▶ **Records pointing to named objects**:
◆ ◆ ◆
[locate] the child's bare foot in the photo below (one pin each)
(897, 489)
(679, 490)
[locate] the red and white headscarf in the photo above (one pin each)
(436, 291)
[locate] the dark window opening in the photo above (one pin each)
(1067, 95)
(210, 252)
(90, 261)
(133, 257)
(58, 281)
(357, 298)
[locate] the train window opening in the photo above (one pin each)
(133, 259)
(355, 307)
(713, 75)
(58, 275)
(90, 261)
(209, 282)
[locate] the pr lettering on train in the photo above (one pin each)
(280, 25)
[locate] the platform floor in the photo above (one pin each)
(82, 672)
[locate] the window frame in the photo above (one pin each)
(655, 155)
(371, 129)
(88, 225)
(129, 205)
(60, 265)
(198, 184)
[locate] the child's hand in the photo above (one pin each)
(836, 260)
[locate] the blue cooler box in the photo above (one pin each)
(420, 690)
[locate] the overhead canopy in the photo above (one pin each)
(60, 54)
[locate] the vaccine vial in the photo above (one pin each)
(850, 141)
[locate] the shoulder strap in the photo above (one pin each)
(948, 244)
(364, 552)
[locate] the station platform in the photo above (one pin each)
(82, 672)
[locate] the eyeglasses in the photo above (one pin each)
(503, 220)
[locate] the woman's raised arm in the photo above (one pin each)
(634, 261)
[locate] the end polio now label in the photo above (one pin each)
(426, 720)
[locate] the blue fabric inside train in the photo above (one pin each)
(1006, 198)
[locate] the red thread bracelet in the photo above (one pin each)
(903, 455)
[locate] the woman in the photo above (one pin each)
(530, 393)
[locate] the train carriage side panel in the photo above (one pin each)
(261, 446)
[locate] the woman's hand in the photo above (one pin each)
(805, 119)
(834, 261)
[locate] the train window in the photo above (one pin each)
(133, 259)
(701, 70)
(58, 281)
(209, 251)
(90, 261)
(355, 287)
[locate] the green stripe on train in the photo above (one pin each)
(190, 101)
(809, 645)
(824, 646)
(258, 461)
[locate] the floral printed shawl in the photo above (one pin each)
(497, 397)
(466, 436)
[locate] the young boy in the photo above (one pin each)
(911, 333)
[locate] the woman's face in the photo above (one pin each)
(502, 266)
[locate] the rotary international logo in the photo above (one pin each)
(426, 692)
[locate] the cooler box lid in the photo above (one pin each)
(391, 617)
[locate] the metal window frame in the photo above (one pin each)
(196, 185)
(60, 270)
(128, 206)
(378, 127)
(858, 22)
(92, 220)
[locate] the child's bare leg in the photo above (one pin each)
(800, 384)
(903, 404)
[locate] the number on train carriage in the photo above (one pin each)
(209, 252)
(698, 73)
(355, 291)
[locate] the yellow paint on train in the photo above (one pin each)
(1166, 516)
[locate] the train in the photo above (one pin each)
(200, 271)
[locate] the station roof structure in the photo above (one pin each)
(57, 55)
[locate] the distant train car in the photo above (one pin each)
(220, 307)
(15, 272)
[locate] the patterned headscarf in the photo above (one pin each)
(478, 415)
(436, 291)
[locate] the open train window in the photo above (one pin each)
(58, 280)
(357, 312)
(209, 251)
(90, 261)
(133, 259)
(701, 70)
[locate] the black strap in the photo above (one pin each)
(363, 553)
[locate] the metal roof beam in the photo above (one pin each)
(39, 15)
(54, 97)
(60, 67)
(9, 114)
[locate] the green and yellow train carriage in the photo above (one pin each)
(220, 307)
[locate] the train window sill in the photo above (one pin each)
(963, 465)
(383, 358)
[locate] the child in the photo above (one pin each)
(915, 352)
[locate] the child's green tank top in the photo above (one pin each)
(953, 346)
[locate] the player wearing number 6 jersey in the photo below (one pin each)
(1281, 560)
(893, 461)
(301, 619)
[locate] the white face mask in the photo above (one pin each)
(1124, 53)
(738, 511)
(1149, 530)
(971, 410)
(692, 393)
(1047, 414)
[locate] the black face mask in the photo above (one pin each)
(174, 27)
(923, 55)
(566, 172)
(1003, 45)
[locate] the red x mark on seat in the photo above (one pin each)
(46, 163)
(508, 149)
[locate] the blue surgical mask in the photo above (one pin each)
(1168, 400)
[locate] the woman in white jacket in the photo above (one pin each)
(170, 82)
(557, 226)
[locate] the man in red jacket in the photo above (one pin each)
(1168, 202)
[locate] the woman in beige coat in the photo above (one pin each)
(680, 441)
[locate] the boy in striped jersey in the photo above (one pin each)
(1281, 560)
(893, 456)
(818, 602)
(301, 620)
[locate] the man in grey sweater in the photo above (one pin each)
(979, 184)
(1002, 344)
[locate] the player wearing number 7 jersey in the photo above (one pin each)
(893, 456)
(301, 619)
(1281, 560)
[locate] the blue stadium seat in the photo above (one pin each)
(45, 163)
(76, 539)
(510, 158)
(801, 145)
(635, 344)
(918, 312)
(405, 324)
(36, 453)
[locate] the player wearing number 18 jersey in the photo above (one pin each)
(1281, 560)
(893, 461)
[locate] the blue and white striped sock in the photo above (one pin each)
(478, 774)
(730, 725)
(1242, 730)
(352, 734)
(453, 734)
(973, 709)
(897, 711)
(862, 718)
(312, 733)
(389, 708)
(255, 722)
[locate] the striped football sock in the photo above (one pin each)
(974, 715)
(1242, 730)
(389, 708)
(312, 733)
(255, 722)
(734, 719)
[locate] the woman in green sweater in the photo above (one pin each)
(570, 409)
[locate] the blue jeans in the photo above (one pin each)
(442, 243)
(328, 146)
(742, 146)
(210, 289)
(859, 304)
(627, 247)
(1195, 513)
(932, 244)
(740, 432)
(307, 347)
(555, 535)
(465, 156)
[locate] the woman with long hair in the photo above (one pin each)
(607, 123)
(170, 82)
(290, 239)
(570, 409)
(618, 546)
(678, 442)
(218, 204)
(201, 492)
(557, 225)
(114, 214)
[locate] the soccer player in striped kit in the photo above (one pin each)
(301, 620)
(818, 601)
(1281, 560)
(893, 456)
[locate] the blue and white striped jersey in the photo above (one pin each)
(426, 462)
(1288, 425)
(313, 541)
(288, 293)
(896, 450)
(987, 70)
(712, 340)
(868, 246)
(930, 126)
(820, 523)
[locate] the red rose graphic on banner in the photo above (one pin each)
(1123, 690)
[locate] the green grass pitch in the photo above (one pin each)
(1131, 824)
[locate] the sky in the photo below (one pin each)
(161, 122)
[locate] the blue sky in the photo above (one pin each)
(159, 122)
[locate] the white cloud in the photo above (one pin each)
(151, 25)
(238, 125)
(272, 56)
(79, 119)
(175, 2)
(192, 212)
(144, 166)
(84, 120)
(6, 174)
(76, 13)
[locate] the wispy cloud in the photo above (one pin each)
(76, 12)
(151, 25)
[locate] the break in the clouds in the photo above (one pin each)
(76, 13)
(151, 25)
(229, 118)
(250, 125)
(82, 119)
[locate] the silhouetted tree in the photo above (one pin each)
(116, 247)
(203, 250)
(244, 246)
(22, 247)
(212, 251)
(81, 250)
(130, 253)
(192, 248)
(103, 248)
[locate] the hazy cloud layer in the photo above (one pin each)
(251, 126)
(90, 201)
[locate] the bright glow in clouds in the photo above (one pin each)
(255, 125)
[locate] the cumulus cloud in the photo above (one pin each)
◆ ◆ ◆
▶ **WHAT THE TASK REQUIRES**:
Reproduce, without any change, the lines starting at the one containing "[locate] the blue surgical" and ending at the one containing "(1168, 202)", both included.

▶ **EXPECTED OUTPUT**:
[locate] the blue surgical mask in the photo above (one pin each)
(1168, 400)
[locate] the woman in white jacket in the photo above (one pin each)
(170, 82)
(557, 226)
[locate] the man in red jacket in the photo above (one pin each)
(1168, 202)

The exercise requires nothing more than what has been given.